• [OBJECTIVES]:
1 - In the interview excerpt, who first told the staff to check out Jamari?
2 - Echo the records from the line with "Where can the speckled" up to and including the line with "column 433, row 354", copying each line unchanged.
## BEGIN TEXT SEGMENT
Q. You’ve said Jamari could be one of the great success stories to come through here. Talk about where he’s come from in Chicago to now and how much he’s grown.
BILL SELF: Well, there’s a lot of success stories, but the ones that you probably hold truest to your heart are the ones that the deck is stacked against them a little bit, and this deck was stacked against him. You know, the first time that we saw Jamari was by accident. We go down to IMG to look at somebody else, and Kurtis (Townsend, assistant coach) says, ‘Hey, check him out, he looks pretty athletic.’ He wasn’t a highly-recruited kid by any means. Texas Tech messed with him for a bit and there were a few other schools, but he really didn’t have much of a résumé because he really didn’t play in high school. I think he played one semester maybe, or one year, in high school because he was never really eligible because of his home situations with him being homeless for a while.
## END TEXT SEGMENT
## BEGIN DATA EXTRACT
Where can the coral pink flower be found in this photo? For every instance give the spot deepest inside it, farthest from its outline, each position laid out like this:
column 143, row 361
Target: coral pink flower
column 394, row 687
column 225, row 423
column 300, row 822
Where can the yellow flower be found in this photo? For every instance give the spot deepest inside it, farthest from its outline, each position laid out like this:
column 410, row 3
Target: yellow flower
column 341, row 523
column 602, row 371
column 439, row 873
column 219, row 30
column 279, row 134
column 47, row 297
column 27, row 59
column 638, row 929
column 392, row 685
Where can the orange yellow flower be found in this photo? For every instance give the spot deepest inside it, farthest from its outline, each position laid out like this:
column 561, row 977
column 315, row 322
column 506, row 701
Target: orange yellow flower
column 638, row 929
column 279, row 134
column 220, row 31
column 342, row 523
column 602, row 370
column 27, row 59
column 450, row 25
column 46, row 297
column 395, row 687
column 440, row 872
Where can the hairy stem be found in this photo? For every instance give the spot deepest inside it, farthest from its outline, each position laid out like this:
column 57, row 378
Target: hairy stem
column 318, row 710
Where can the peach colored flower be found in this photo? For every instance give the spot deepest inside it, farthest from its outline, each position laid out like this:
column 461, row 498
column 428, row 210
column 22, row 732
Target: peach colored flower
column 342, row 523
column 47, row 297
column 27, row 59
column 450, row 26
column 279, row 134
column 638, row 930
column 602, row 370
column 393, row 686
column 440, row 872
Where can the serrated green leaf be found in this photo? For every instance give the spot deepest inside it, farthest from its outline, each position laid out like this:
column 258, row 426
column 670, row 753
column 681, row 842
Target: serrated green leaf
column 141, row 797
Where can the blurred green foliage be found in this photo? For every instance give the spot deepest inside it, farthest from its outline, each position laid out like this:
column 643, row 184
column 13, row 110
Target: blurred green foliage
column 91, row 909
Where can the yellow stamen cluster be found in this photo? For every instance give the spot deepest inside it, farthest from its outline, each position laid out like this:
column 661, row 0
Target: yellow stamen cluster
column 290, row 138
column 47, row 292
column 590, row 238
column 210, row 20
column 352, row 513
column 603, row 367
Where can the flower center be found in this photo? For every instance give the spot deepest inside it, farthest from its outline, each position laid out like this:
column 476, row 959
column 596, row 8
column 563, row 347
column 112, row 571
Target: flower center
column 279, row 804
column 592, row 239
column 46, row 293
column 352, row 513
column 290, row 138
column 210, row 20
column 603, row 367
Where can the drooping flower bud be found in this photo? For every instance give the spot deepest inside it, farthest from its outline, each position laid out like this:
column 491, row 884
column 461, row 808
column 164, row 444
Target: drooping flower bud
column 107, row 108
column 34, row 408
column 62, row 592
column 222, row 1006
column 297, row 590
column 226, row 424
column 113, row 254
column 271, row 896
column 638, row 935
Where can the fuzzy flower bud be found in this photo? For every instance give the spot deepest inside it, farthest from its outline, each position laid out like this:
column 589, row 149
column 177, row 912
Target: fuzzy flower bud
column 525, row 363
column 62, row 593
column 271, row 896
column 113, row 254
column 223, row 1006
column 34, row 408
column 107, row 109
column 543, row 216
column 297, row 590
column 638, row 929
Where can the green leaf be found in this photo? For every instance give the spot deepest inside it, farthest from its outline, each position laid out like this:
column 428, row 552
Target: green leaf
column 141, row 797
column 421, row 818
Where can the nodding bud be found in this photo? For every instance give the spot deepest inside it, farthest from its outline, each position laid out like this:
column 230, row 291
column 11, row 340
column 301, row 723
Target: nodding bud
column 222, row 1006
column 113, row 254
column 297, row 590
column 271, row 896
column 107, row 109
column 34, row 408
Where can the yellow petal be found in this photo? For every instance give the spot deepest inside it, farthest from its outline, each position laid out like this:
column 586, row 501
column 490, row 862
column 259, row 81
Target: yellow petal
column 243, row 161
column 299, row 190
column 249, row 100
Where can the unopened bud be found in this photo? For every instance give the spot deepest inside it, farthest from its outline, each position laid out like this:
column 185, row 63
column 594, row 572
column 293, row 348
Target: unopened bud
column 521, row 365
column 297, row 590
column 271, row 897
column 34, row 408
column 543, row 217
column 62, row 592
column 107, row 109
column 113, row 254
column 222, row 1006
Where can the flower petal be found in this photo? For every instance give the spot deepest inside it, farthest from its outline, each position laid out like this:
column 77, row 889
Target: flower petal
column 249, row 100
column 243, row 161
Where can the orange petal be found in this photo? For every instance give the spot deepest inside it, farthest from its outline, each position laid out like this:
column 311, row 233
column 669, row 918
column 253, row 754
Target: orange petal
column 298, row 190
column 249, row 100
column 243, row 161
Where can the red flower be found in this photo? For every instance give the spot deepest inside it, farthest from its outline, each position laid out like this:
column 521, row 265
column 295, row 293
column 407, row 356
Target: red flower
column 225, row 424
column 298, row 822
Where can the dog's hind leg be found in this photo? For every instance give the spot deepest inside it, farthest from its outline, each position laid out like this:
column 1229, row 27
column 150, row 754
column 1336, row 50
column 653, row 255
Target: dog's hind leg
## END DATA EXTRACT
## BEGIN DATA EXTRACT
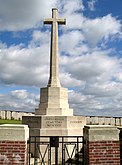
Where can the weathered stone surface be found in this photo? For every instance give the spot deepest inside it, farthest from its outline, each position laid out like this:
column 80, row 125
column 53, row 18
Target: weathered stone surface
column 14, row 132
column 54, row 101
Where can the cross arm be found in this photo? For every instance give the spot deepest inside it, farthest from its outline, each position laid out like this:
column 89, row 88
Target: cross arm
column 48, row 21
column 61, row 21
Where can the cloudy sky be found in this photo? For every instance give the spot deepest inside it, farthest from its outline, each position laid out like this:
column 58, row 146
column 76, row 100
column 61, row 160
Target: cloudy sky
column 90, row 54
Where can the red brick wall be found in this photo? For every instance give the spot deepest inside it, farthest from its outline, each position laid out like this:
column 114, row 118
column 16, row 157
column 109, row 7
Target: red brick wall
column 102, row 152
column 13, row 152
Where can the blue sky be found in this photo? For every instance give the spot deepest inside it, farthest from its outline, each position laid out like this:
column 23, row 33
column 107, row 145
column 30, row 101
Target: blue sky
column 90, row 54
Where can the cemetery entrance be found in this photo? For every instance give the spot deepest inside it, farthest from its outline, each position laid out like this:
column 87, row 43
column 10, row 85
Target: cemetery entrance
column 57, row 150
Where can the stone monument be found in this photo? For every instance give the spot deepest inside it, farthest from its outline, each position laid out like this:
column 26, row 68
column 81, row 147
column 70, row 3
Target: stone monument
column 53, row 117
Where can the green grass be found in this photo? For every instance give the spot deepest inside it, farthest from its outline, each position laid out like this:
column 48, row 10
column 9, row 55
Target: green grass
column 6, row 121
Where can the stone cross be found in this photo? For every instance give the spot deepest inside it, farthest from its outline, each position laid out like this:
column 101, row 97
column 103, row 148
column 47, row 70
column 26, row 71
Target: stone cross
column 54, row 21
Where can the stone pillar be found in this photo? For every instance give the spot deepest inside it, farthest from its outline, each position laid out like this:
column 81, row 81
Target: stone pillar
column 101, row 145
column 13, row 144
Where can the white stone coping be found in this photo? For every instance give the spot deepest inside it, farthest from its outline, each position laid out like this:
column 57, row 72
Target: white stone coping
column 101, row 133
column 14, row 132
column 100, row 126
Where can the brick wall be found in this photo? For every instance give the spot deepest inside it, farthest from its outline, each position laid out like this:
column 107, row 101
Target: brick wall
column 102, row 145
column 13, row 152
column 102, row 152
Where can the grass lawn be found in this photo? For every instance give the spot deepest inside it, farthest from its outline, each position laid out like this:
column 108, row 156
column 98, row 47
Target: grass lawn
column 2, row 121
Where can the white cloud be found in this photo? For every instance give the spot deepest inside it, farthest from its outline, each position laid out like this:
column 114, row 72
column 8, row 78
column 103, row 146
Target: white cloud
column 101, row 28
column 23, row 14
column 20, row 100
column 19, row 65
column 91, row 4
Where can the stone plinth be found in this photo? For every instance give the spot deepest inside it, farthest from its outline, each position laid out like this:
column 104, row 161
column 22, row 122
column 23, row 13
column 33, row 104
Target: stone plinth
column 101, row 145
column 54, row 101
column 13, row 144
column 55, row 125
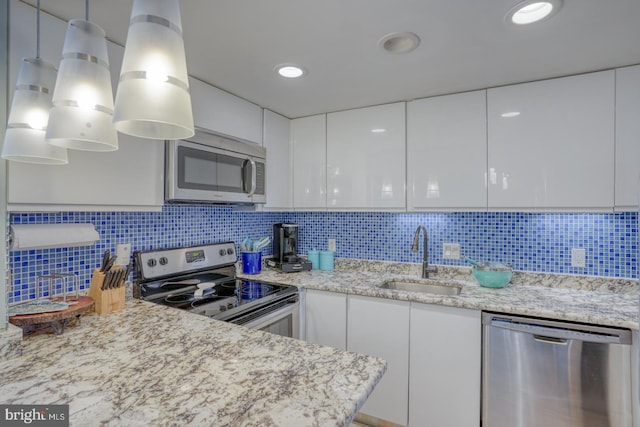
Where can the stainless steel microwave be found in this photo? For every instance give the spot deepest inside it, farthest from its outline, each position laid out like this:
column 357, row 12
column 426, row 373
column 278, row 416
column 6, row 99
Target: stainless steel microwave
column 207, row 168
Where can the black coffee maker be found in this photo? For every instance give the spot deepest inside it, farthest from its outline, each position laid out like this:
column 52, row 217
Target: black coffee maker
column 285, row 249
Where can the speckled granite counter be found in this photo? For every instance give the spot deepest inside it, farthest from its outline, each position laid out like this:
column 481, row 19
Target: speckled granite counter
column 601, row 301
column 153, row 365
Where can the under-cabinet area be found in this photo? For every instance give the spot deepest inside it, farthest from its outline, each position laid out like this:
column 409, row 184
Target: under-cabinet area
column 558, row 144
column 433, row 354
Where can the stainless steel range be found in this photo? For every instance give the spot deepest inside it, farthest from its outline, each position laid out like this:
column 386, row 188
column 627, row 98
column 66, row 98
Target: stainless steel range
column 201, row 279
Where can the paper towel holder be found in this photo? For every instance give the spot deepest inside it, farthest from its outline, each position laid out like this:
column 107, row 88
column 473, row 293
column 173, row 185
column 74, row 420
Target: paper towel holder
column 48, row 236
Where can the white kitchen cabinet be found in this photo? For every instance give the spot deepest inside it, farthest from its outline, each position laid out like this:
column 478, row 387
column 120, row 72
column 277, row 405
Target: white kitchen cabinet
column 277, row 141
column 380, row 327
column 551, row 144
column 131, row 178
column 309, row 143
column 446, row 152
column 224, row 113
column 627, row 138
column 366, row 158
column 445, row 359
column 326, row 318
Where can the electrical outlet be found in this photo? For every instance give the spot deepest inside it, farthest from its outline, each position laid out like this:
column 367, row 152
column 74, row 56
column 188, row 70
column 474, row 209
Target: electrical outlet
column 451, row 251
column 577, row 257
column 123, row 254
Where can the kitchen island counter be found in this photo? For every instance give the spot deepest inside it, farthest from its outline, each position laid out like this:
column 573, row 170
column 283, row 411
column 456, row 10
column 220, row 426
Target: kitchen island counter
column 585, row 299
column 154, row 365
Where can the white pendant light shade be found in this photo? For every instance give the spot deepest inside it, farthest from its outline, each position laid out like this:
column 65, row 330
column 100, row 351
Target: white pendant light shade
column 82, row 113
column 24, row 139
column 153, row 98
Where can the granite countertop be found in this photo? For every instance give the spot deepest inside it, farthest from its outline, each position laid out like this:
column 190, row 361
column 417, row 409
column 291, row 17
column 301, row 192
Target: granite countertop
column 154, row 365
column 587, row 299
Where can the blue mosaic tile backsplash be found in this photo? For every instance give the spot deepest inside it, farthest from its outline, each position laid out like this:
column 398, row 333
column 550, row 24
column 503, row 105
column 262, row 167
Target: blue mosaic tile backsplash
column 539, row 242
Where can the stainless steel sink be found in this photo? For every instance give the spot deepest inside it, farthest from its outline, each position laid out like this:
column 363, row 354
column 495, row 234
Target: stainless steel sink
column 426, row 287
## END DATA EXTRACT
• [EXPECTED ANSWERS]:
1 - Kurtis Townsend, the assistant coach.

2 -
Where can the speckled granite counter be found in this photo? For every instance give the spot deepest inside it, farthest from its outline, each position laid out like this:
column 481, row 19
Target: speckled granite counter
column 601, row 301
column 153, row 365
Where can the under-cabinet area be found in this photo? For every instance give the spot deepest inside it, farthest from its outline, each position laid out like this:
column 409, row 184
Target: under-cabinet area
column 558, row 144
column 433, row 354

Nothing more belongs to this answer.